* TASK *
Check every line below for the word "rough" and show those that hold it.

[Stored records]
^^^^

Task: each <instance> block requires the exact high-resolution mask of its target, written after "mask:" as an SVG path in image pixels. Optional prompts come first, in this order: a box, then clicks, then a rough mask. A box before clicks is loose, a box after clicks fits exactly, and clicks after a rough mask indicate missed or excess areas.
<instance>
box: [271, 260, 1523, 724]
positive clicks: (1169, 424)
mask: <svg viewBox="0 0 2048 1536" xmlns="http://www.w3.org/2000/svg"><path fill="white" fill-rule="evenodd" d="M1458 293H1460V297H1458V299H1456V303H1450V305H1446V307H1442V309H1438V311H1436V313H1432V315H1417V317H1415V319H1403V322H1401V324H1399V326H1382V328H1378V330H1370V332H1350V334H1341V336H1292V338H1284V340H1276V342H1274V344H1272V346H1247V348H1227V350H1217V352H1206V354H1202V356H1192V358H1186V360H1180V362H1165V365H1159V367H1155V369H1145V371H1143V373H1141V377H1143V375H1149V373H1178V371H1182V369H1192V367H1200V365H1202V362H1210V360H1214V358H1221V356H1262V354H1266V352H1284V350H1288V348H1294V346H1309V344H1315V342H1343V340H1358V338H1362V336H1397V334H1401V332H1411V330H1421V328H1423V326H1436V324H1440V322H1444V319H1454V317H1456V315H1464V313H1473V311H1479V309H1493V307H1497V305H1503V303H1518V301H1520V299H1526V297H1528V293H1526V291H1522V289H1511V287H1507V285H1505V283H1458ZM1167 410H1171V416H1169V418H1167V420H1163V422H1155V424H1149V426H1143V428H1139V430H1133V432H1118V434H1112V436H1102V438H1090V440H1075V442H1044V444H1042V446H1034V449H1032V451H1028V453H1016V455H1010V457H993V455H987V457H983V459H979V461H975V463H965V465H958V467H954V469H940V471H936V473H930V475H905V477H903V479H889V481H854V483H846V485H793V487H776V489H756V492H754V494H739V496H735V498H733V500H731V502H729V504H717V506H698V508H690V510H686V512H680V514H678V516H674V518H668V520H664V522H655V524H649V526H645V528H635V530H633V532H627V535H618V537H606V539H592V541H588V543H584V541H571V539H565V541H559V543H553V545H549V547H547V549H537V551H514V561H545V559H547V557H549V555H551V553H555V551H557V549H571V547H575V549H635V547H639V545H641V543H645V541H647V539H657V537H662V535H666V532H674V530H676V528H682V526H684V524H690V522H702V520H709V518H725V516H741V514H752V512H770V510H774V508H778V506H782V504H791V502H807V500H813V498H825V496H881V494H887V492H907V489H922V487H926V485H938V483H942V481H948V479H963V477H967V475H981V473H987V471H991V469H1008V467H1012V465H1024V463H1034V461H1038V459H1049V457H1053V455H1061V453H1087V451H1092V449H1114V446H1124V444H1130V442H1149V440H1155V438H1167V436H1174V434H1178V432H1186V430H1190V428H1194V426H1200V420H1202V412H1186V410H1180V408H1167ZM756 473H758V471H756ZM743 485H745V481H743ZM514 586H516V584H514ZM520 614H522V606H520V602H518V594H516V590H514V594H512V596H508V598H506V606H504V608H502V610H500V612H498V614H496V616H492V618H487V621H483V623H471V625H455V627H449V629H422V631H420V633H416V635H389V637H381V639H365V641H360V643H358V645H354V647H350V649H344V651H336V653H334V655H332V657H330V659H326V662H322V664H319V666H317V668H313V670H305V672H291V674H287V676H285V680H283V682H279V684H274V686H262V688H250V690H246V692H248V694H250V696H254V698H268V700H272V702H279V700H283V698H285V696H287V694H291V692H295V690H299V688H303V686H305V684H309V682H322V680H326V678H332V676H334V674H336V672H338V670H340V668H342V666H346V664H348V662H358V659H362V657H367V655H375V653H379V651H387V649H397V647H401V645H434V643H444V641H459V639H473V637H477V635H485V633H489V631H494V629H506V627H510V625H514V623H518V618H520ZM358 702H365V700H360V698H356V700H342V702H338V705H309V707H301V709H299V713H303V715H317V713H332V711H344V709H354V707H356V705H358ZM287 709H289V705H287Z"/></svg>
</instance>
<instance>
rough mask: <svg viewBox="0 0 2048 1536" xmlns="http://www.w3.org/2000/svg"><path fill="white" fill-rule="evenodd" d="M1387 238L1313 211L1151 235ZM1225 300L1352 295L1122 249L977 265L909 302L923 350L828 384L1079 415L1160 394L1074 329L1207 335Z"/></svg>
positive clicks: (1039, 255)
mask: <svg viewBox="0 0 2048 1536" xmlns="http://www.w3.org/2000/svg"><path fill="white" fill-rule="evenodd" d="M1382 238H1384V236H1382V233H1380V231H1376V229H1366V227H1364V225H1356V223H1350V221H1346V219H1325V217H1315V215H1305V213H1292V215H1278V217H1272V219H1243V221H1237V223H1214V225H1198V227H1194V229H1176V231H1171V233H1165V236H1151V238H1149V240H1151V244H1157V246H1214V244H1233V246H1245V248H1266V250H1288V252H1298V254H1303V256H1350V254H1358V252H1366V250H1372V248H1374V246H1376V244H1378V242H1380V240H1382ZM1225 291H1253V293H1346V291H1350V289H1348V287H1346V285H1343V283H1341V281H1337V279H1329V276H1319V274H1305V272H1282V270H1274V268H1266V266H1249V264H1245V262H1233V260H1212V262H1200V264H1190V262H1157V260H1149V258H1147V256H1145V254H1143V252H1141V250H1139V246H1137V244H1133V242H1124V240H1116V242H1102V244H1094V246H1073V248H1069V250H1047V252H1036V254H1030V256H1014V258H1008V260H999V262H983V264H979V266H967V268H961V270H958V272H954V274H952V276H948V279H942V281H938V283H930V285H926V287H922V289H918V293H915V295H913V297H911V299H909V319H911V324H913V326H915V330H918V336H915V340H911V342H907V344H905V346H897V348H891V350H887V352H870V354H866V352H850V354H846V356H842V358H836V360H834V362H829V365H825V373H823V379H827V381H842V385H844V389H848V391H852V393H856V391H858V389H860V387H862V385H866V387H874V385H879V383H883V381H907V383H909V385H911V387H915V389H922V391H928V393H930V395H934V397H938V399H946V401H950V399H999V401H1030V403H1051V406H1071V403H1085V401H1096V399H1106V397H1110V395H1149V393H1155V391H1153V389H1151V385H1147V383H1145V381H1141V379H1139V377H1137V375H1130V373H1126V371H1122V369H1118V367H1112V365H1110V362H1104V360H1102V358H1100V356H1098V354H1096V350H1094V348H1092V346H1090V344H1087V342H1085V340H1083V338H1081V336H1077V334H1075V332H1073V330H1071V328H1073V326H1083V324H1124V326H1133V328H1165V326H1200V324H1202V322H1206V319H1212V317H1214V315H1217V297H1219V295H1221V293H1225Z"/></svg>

^^^^

* RESULT BELOW *
Task: each <instance> block requires the exact high-resolution mask of its target, written after "mask:" as an SVG path in image pixels. Optional prompts come first, in this order: a box, then clicks, then a rough mask. A box before clicks is loose, a box after clicks fits exactly, and clicks after a rough mask indicate missed or excess areas.
rough mask: <svg viewBox="0 0 2048 1536" xmlns="http://www.w3.org/2000/svg"><path fill="white" fill-rule="evenodd" d="M1387 238L1313 211L1151 235ZM1225 300L1352 295L1122 249L977 265L909 302L923 350L828 384L1079 415L1160 394L1074 329L1207 335Z"/></svg>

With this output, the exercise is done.